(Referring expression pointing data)
###

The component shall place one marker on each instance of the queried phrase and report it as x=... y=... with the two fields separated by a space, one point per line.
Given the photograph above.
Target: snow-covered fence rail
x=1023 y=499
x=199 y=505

###

Exercise: Set down exactly, and only, the lines from the one containing "Given the photograph above." to the final line of the data.

Output of the exercise:
Given the photograph above.
Target: snow-covered fence rail
x=1023 y=499
x=199 y=505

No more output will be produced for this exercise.